SUPPLIED MATERIAL.
----

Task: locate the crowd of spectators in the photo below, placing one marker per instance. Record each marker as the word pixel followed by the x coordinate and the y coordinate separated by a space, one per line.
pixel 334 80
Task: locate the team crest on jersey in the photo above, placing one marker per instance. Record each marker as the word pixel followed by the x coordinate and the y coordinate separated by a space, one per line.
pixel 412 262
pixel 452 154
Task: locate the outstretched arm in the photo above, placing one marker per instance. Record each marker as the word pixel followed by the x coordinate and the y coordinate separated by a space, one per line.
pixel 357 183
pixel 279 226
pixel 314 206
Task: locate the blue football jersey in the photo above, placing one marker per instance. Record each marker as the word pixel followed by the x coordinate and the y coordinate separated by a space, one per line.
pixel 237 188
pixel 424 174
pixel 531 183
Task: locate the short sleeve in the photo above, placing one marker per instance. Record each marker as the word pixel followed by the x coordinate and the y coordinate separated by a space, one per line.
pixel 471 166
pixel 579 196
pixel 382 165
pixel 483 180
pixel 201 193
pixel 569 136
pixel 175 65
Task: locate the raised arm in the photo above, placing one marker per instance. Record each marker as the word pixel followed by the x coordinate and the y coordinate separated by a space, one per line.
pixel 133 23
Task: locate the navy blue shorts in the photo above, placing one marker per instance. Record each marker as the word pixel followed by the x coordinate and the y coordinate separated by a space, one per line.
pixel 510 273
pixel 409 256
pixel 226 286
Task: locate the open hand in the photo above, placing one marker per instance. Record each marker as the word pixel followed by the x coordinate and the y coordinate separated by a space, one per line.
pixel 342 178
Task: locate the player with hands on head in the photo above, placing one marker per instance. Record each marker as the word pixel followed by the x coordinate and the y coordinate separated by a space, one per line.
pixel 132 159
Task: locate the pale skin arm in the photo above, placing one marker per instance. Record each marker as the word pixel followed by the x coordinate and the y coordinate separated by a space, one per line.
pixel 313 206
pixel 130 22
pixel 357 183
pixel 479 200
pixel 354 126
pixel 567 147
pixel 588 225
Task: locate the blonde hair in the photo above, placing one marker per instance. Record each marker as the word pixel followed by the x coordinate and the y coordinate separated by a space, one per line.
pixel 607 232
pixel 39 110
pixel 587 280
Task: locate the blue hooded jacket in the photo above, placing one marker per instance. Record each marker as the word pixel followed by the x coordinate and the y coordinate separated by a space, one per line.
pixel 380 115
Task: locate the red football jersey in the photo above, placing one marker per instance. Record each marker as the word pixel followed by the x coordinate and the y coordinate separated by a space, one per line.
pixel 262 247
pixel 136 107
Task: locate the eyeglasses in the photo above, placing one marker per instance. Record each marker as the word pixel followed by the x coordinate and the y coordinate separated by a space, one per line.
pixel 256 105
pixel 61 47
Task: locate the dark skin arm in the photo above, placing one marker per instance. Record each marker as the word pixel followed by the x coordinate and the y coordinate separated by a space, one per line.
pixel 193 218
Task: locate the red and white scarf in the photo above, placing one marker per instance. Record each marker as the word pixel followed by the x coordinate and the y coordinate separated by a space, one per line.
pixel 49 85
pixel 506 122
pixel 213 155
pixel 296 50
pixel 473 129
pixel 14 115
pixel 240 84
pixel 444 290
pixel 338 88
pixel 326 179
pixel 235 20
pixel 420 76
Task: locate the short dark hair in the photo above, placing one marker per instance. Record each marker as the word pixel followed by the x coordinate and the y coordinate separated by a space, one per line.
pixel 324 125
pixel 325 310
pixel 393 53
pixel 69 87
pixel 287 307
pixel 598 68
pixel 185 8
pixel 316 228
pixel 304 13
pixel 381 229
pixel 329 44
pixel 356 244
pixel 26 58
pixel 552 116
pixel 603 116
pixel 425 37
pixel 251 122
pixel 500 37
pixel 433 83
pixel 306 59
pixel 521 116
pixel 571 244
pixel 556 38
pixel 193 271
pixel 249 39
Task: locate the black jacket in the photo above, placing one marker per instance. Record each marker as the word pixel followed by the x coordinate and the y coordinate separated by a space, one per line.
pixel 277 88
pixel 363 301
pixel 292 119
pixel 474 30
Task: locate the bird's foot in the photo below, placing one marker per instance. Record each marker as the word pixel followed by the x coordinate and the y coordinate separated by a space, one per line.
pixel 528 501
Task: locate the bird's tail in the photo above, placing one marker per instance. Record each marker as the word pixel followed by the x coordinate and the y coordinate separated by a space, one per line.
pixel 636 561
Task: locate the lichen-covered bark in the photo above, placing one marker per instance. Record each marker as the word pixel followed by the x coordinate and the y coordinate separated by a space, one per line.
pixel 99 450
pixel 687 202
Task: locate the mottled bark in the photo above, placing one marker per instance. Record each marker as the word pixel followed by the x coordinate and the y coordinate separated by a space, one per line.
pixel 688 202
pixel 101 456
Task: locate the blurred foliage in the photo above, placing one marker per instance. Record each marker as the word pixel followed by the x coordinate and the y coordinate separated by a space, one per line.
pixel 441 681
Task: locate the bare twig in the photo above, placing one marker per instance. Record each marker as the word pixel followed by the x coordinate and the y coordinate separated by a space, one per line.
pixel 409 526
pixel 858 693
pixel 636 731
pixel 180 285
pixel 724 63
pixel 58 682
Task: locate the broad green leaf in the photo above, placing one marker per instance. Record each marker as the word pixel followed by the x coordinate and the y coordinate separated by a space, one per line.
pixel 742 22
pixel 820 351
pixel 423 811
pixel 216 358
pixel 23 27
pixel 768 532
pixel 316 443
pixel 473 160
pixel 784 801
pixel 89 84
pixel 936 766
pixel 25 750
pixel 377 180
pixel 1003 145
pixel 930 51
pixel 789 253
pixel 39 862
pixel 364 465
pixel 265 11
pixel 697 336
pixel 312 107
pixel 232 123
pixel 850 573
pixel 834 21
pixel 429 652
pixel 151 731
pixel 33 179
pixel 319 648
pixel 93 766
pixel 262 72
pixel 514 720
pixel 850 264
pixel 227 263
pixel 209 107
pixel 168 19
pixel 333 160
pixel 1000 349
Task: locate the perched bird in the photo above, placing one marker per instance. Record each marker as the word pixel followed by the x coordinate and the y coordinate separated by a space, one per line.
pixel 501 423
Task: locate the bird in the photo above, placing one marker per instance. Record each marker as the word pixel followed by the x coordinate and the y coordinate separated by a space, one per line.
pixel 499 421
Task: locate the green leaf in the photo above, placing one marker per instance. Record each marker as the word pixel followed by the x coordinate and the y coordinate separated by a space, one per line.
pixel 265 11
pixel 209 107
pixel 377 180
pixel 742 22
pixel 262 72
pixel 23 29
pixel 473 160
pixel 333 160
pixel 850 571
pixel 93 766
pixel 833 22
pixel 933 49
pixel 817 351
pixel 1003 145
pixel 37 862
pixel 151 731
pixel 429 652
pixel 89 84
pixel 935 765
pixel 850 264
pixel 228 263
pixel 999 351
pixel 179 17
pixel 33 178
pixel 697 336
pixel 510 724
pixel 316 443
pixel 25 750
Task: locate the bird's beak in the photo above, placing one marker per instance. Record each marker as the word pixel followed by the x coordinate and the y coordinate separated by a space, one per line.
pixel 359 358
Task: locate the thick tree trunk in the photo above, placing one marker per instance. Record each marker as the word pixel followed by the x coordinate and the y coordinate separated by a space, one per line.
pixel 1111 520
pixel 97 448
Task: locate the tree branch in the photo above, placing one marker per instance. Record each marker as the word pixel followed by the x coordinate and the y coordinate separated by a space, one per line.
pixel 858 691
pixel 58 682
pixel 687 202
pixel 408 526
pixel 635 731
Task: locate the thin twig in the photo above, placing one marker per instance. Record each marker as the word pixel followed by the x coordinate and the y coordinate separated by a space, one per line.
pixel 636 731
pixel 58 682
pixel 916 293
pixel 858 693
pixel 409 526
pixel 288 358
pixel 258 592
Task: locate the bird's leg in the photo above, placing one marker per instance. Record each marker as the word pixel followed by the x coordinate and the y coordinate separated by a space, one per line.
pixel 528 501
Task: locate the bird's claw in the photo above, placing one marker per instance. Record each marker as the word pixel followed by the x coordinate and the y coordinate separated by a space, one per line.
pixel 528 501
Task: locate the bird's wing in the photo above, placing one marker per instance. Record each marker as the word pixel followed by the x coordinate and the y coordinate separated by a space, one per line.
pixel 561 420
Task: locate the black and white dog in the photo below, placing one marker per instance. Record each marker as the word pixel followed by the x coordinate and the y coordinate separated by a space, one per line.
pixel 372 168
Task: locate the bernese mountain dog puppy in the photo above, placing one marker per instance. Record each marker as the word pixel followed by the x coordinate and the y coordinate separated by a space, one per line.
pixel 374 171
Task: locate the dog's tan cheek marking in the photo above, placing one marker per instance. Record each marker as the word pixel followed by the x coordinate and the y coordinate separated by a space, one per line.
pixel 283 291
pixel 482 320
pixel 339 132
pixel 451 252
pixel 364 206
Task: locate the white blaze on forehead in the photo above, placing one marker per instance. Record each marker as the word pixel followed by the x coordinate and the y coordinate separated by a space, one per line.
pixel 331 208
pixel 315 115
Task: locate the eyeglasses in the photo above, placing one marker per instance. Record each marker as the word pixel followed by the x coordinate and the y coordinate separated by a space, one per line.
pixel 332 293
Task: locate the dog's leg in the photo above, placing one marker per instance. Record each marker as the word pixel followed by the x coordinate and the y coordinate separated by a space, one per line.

----

TASK DETAILS. Return the final stretch of the listing exactly, starting with the line that contains "Task: locate the bernese" and ending with the last line.

SOLUTION TO THIS TASK.
Task: locate the bernese mountain dog puppy in the photo above, placing one marker per instance. Record each marker as the word pixel followed by the x coordinate and the y coordinate separated by a space, one per line.
pixel 374 171
Task: locate the dog's tan cheek marking in the photo above, placing one marker per instance. Record each marker as the word pixel followed by the x coordinate and the y coordinate separated by a space, one per line.
pixel 283 291
pixel 482 320
pixel 339 132
pixel 451 252
pixel 364 206
Task: locate the white blaze on forehead in the photo above, placing one marker per instance. Record each marker as the word pixel followed by the x coordinate and the y coordinate separated by a space, one per line.
pixel 331 208
pixel 315 115
Task: locate the eyeglasses in the photo above, placing one marker per instance. Record each marker as the word pixel followed by the x coordinate and the y coordinate separated by a space, one per line.
pixel 332 293
Task: locate the dog's leg in the photo above, placing one marker per instance. Record each marker as the word pixel followed by the x coordinate and the y coordinate separated by a space, one per line.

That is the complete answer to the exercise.